● SUPPLIED INFORMATION
-- Start --
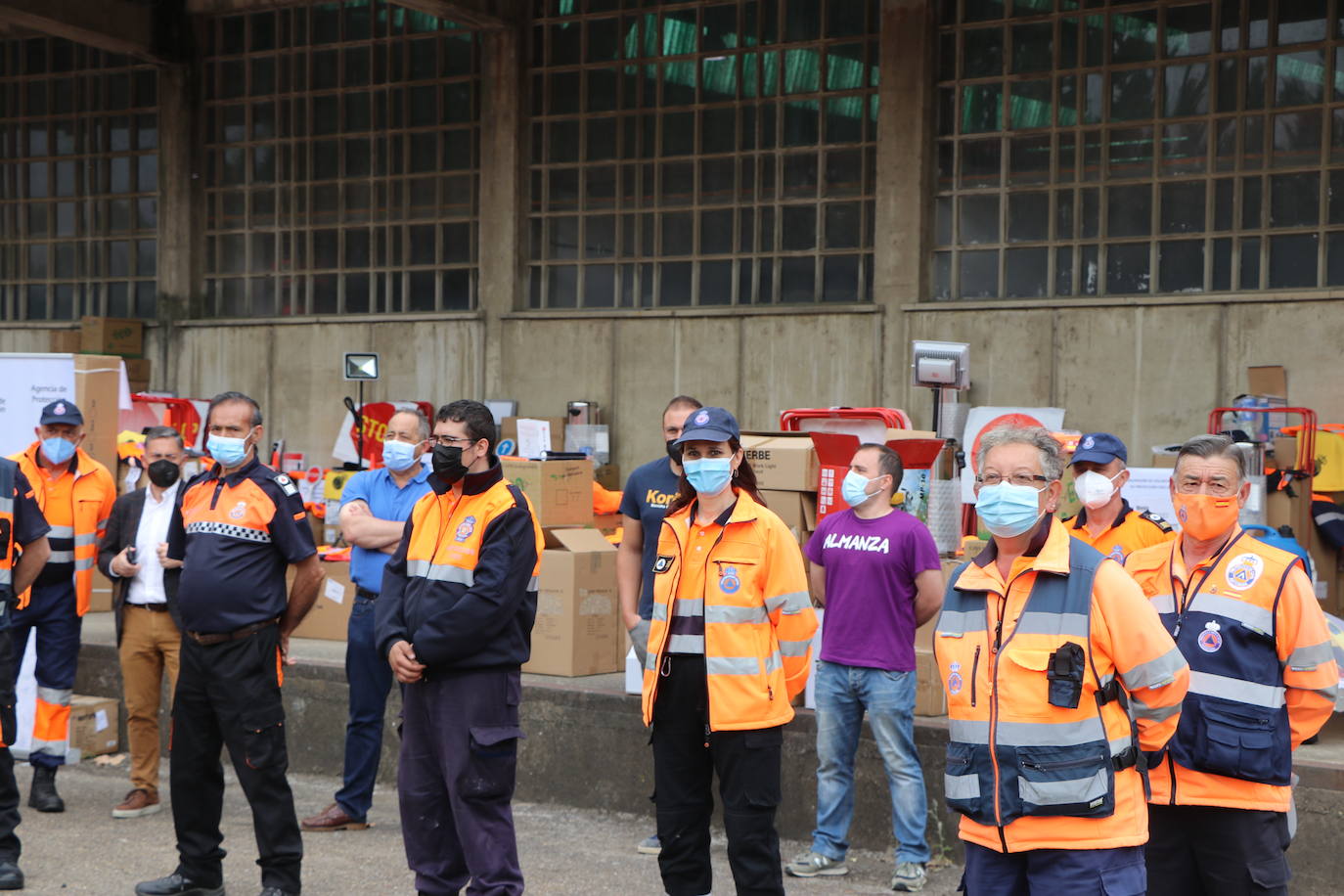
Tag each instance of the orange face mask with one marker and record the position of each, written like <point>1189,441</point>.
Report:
<point>1206,516</point>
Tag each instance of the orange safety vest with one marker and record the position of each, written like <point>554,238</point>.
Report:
<point>1251,637</point>
<point>758,618</point>
<point>93,496</point>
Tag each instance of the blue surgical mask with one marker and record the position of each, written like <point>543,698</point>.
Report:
<point>710,474</point>
<point>58,450</point>
<point>1008,510</point>
<point>227,450</point>
<point>398,456</point>
<point>855,488</point>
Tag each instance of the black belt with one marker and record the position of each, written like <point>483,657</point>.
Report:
<point>205,639</point>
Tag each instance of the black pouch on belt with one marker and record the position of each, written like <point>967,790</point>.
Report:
<point>1066,676</point>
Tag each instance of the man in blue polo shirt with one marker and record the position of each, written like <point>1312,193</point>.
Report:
<point>373,516</point>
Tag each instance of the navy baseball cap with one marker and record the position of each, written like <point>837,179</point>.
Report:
<point>61,411</point>
<point>708,425</point>
<point>1099,448</point>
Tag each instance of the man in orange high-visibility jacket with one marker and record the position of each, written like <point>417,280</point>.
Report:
<point>1048,650</point>
<point>1262,680</point>
<point>75,495</point>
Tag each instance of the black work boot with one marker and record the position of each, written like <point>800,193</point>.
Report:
<point>43,795</point>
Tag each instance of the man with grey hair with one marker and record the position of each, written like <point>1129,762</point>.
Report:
<point>376,506</point>
<point>1059,679</point>
<point>144,601</point>
<point>1262,680</point>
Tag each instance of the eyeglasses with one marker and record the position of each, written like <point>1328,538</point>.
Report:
<point>1016,478</point>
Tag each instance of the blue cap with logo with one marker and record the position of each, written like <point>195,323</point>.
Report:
<point>708,425</point>
<point>1099,448</point>
<point>61,411</point>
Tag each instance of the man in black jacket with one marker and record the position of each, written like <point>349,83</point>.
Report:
<point>132,554</point>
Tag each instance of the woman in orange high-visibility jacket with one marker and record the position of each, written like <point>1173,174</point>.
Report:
<point>729,648</point>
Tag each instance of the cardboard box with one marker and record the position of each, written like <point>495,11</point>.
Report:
<point>94,723</point>
<point>560,492</point>
<point>330,617</point>
<point>578,629</point>
<point>783,461</point>
<point>112,336</point>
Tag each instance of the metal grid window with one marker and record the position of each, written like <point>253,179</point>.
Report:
<point>78,182</point>
<point>1133,148</point>
<point>708,154</point>
<point>341,161</point>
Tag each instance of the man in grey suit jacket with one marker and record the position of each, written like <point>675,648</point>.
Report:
<point>133,555</point>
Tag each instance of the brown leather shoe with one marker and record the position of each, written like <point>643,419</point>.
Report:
<point>137,802</point>
<point>333,819</point>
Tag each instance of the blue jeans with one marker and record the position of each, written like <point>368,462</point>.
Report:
<point>843,694</point>
<point>370,679</point>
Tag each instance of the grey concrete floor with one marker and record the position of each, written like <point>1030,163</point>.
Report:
<point>564,852</point>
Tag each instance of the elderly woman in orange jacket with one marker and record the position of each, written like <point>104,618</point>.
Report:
<point>729,648</point>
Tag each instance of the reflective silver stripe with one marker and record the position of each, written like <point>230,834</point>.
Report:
<point>1163,602</point>
<point>962,786</point>
<point>439,572</point>
<point>57,696</point>
<point>733,665</point>
<point>686,644</point>
<point>736,615</point>
<point>1258,618</point>
<point>1074,623</point>
<point>229,531</point>
<point>791,602</point>
<point>1058,792</point>
<point>1154,673</point>
<point>1235,690</point>
<point>1307,658</point>
<point>955,622</point>
<point>1153,713</point>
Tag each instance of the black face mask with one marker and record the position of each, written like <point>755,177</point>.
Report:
<point>164,473</point>
<point>448,464</point>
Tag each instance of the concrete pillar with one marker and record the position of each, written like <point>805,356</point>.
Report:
<point>503,193</point>
<point>904,207</point>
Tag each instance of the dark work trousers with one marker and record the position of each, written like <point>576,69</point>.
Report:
<point>456,782</point>
<point>1217,852</point>
<point>53,612</point>
<point>370,679</point>
<point>8,731</point>
<point>747,763</point>
<point>229,694</point>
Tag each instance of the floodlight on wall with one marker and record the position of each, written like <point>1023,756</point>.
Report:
<point>944,367</point>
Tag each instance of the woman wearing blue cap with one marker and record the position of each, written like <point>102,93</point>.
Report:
<point>729,648</point>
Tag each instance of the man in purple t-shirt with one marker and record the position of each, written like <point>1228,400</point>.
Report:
<point>876,572</point>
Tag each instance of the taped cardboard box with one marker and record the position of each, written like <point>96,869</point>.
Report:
<point>94,723</point>
<point>560,492</point>
<point>577,622</point>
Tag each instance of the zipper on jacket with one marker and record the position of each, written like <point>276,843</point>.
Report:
<point>974,673</point>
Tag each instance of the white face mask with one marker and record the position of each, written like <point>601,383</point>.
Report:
<point>1095,489</point>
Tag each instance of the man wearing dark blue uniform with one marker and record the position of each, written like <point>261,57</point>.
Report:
<point>236,529</point>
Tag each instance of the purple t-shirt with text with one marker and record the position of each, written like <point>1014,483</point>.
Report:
<point>872,568</point>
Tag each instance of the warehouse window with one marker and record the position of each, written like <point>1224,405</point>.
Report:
<point>707,154</point>
<point>1139,148</point>
<point>78,182</point>
<point>341,161</point>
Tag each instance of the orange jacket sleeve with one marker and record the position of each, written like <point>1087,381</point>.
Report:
<point>1128,630</point>
<point>1304,648</point>
<point>787,604</point>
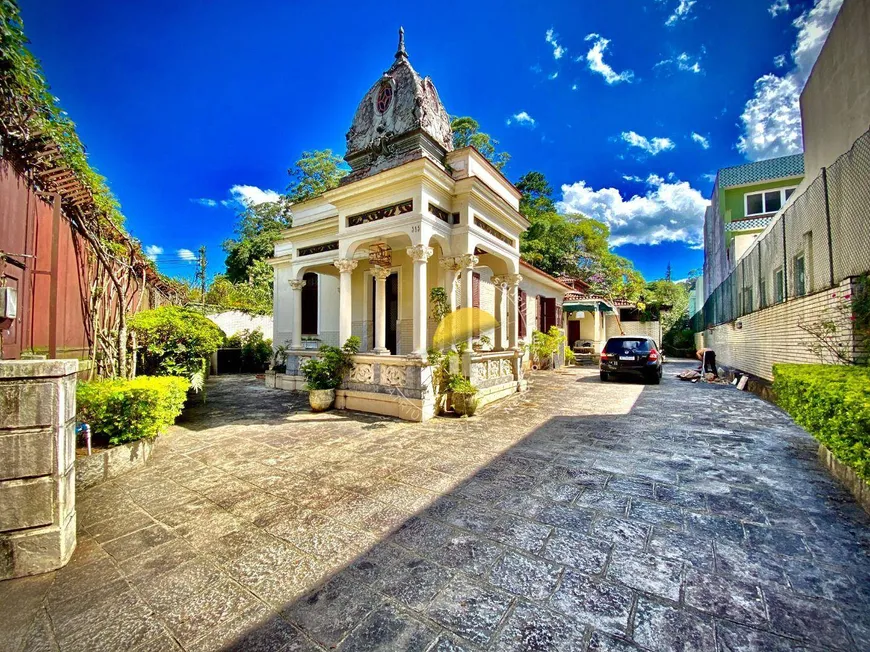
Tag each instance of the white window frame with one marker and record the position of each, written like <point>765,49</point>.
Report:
<point>764,211</point>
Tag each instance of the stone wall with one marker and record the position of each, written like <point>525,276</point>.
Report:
<point>37,465</point>
<point>757,341</point>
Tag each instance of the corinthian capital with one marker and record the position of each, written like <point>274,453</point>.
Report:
<point>345,265</point>
<point>419,253</point>
<point>468,260</point>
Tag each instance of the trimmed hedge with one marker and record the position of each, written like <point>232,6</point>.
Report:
<point>119,411</point>
<point>833,403</point>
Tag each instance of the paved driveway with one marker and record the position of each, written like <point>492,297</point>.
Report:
<point>578,516</point>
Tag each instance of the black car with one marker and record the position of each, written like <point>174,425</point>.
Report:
<point>631,354</point>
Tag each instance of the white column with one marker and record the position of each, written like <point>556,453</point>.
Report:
<point>500,288</point>
<point>467,262</point>
<point>420,255</point>
<point>451,270</point>
<point>345,306</point>
<point>380,317</point>
<point>296,336</point>
<point>512,284</point>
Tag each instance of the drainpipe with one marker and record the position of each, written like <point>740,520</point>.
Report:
<point>54,282</point>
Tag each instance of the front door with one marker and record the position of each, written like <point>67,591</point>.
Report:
<point>392,304</point>
<point>573,331</point>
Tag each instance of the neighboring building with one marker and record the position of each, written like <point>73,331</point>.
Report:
<point>835,103</point>
<point>788,300</point>
<point>413,214</point>
<point>745,199</point>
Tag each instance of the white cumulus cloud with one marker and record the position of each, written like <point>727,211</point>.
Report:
<point>522,118</point>
<point>683,62</point>
<point>205,201</point>
<point>771,118</point>
<point>595,61</point>
<point>778,7</point>
<point>252,195</point>
<point>667,212</point>
<point>701,140</point>
<point>152,251</point>
<point>681,12</point>
<point>186,254</point>
<point>558,50</point>
<point>651,146</point>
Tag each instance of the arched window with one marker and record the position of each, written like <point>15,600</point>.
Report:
<point>309,304</point>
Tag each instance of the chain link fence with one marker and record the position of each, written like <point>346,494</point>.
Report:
<point>821,238</point>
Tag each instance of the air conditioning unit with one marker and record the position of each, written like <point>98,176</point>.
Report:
<point>8,303</point>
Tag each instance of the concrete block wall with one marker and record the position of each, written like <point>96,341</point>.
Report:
<point>773,335</point>
<point>37,465</point>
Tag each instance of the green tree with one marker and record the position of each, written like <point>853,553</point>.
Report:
<point>466,132</point>
<point>314,174</point>
<point>572,245</point>
<point>258,227</point>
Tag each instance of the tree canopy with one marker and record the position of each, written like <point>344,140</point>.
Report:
<point>466,132</point>
<point>571,245</point>
<point>313,174</point>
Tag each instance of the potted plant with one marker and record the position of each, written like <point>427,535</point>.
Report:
<point>463,395</point>
<point>324,374</point>
<point>483,343</point>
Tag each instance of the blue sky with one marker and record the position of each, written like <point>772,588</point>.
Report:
<point>627,106</point>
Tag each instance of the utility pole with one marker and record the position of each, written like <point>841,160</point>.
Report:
<point>200,275</point>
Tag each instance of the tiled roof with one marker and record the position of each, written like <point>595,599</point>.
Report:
<point>761,171</point>
<point>749,224</point>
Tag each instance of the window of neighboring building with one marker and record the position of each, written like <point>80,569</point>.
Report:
<point>769,201</point>
<point>800,276</point>
<point>309,304</point>
<point>778,286</point>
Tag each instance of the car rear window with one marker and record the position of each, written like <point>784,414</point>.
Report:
<point>627,346</point>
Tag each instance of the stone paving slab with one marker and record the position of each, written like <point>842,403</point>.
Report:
<point>578,516</point>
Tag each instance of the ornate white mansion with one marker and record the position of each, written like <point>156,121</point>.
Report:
<point>414,213</point>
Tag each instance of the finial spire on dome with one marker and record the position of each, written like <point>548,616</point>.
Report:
<point>401,51</point>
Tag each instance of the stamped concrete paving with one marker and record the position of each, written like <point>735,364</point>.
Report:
<point>579,516</point>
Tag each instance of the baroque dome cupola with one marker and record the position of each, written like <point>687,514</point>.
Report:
<point>399,119</point>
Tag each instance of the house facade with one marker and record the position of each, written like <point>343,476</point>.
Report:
<point>745,199</point>
<point>413,214</point>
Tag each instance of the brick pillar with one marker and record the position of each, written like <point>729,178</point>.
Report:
<point>37,465</point>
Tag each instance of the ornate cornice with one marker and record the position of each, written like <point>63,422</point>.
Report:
<point>345,265</point>
<point>419,253</point>
<point>468,260</point>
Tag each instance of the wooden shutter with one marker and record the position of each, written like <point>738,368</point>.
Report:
<point>309,304</point>
<point>521,309</point>
<point>475,303</point>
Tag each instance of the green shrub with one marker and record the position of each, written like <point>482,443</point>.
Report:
<point>174,341</point>
<point>327,371</point>
<point>256,351</point>
<point>119,411</point>
<point>833,403</point>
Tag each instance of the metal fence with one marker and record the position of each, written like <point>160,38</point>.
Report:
<point>821,238</point>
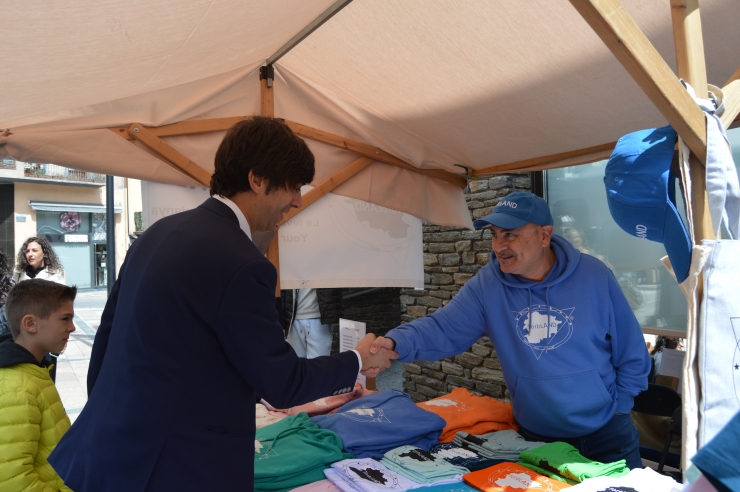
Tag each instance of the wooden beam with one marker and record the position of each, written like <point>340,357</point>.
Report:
<point>192,127</point>
<point>222,124</point>
<point>170,155</point>
<point>328,185</point>
<point>540,163</point>
<point>689,44</point>
<point>732,99</point>
<point>372,152</point>
<point>638,56</point>
<point>688,40</point>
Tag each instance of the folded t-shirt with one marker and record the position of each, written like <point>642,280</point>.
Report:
<point>637,480</point>
<point>366,475</point>
<point>462,456</point>
<point>510,477</point>
<point>374,424</point>
<point>422,466</point>
<point>563,459</point>
<point>464,411</point>
<point>501,445</point>
<point>293,452</point>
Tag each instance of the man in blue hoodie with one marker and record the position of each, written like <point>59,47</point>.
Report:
<point>571,350</point>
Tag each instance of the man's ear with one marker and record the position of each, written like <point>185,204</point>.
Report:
<point>546,234</point>
<point>258,183</point>
<point>29,324</point>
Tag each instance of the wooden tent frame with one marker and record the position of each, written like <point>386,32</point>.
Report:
<point>619,33</point>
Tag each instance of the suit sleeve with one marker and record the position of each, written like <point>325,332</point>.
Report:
<point>631,360</point>
<point>250,332</point>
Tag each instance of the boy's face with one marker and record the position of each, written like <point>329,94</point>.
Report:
<point>52,333</point>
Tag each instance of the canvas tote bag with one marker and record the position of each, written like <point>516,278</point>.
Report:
<point>718,347</point>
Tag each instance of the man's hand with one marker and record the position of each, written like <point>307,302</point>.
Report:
<point>374,362</point>
<point>382,342</point>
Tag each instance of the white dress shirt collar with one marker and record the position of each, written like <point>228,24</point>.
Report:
<point>243,224</point>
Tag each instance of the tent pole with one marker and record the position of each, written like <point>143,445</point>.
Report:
<point>267,76</point>
<point>306,31</point>
<point>732,99</point>
<point>687,37</point>
<point>328,185</point>
<point>643,62</point>
<point>170,155</point>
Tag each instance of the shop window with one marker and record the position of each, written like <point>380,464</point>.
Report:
<point>577,199</point>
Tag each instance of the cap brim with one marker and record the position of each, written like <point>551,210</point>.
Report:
<point>501,220</point>
<point>677,243</point>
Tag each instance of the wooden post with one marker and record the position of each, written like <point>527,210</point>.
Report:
<point>687,37</point>
<point>643,62</point>
<point>267,76</point>
<point>732,99</point>
<point>169,155</point>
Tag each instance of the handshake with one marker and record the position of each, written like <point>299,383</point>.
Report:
<point>376,354</point>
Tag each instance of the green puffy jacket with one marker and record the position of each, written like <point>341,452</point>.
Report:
<point>32,420</point>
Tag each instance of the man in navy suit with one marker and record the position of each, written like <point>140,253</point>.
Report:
<point>190,335</point>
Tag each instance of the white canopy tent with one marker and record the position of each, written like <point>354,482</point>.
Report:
<point>415,87</point>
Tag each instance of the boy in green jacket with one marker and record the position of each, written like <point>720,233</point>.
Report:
<point>32,417</point>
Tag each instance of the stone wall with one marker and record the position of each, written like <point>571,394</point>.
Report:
<point>380,309</point>
<point>451,257</point>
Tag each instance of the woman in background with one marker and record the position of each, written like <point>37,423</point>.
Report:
<point>6,282</point>
<point>36,259</point>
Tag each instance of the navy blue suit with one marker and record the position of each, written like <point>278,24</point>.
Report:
<point>189,335</point>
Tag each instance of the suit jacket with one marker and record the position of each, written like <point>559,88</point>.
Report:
<point>188,336</point>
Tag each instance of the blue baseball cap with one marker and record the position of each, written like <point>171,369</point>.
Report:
<point>640,192</point>
<point>517,209</point>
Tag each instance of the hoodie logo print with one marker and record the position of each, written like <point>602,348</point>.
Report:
<point>542,332</point>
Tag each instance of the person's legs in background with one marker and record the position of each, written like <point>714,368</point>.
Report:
<point>318,339</point>
<point>297,337</point>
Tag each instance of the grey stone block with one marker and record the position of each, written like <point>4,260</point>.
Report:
<point>452,368</point>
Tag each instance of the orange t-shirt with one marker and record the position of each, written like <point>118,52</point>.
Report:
<point>510,477</point>
<point>463,411</point>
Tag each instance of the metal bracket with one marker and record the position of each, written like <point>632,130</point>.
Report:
<point>468,171</point>
<point>267,72</point>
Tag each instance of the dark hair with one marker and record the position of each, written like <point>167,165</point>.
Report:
<point>51,261</point>
<point>268,148</point>
<point>6,278</point>
<point>38,297</point>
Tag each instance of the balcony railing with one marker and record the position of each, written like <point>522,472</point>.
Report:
<point>52,171</point>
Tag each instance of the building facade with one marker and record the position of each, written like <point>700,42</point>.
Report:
<point>68,208</point>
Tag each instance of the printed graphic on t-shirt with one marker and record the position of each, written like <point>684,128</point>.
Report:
<point>445,403</point>
<point>543,327</point>
<point>359,471</point>
<point>263,449</point>
<point>364,414</point>
<point>418,455</point>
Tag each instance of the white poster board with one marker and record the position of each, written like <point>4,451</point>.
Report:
<point>336,242</point>
<point>350,334</point>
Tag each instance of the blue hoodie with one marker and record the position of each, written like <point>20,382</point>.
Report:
<point>579,358</point>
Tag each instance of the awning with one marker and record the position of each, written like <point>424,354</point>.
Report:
<point>93,208</point>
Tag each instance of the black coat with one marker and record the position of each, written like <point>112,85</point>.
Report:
<point>188,336</point>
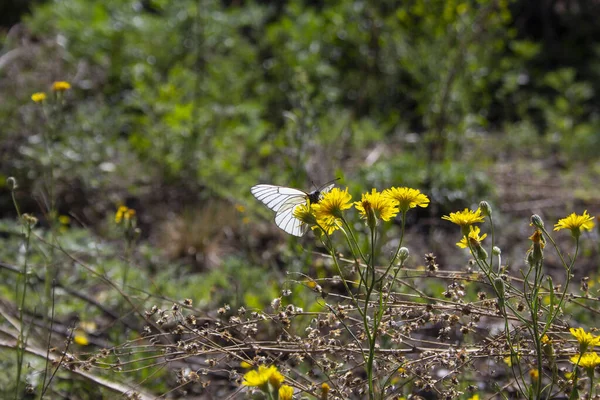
-- End --
Select every line in the items above that contains the word "mask", and copy each of those lines.

● THE COMPLETED TASK
Tag each instance of the orange face mask with one marker and record the position of each, written like <point>1189,441</point>.
Tag each instance of the blue surgical mask with one marker and record the position of each, written like <point>543,698</point>.
Tag each instance of the black face mask with one marker and record the position of each, written like <point>755,177</point>.
Tag each instance of the white face mask with one marker and record the position of each, written like <point>601,383</point>.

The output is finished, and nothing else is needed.